* **Page extract**:
Skip to content

Running EMR Containers on AWS Outposts

Background

You can now run Amazon EMR container jobs on EKS clusters that are running on AWS Outposts. AWS Outposts enables native AWS services, infrastructure, and operating models in on-premises facilities. In AWS Outposts environments, you can use the same AWS APIs, tools, and infrastructure that you use in the AWS Cloud. Amazon EKS nodes on AWS Outposts is ideal for low-latency workloads that need to be run in close proximity to on-premises data and applications. For more information, see the Amazon EKS on Outposts documentation page.

This document provides the steps to set up EMR containers on AWS Outposts.

Key Considerations and Recommendations

  • The EKS cluster on an Outpost must be created with self-managed node groups.
  • Use the AWS Management Console and AWS CloudFormation to create a self-managed node group in Outposts.
  • For EMR workloads, we recommend creating EKS clusters where all the worker nodes reside in the self-managed node group of Outposts.
  • The Kubernetes client in the Spark driver pod creates and monitor executor pods by communicating with the EKS managed Kubernetes API server residing in the parent AWS Region. For reliable monitoring of executor pods during a job run, we also recommend having a reliable low latency link between the Outpost and the parent Region.
  • AWS Fargate is not available on Outposts.
  • For more information about the supported Regions, prerequisites and considerations for Amazon EKS on AWS Outposts, see the EKS on Outposts documentation page.

* **Extracted material**:
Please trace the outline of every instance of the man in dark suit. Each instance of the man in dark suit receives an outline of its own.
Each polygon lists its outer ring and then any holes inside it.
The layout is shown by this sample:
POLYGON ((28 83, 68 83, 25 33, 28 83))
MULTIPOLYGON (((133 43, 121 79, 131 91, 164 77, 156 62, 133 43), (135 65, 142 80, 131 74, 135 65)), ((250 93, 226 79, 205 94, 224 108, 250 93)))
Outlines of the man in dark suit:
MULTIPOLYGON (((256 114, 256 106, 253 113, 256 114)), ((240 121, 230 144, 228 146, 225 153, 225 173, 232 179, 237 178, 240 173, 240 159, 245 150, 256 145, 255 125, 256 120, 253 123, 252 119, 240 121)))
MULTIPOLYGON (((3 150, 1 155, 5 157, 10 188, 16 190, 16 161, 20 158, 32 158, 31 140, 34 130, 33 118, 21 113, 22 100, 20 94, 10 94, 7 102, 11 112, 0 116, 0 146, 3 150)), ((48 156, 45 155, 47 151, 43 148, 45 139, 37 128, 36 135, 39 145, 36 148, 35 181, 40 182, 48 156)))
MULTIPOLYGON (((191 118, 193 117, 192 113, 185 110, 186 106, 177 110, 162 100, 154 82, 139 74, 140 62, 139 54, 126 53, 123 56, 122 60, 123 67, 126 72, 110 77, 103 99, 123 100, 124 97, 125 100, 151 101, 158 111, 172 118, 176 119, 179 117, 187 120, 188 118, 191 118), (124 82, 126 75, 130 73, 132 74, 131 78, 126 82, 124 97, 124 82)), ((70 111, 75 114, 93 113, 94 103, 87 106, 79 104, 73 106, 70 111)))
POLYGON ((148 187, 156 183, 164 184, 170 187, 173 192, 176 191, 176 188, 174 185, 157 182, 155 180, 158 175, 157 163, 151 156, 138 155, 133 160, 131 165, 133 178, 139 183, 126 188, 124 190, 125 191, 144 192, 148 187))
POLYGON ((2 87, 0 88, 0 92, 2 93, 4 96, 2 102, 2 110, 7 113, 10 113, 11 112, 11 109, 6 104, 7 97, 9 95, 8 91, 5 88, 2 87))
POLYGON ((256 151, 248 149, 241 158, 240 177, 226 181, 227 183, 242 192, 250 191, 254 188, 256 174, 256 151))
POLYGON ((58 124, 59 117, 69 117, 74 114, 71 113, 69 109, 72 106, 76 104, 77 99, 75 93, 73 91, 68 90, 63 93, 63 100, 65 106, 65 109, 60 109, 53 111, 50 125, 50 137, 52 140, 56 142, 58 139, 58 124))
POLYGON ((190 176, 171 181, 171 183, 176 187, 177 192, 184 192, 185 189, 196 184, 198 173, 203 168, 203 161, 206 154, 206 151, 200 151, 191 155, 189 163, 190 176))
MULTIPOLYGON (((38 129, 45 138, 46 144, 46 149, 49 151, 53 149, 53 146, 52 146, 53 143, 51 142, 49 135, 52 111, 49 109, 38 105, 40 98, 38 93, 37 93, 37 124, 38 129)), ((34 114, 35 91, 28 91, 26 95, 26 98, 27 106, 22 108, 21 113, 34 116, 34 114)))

* **Exercise requirements**:
#1 Print the stretch of the EMR on Outposts page from "Key Considerations and" through "the parent Region.", word for word.
#2 On the EMR on Outposts page, what type of node groups must an EKS cluster on an Outpost be created with?
You won't need the listing for anything here.

* **Results by task**:
#1
Key Considerations and Recommendations

  • The EKS cluster on an Outpost must be created with self-managed node groups.
  • Use the AWS Management Console and AWS CloudFormation to create a self-managed node group in Outposts.
  • For EMR workloads, we recommend creating EKS clusters where all the worker nodes reside in the self-managed node group of Outposts.
  • The Kubernetes client in the Spark driver pod creates and monitor executor pods by communicating with the EKS managed Kubernetes API server residing in the parent AWS Region. For reliable monitoring of executor pods during a job run, we also recommend having a reliable low latency link between the Outpost and the parent Region.

#2 Self-managed node groups.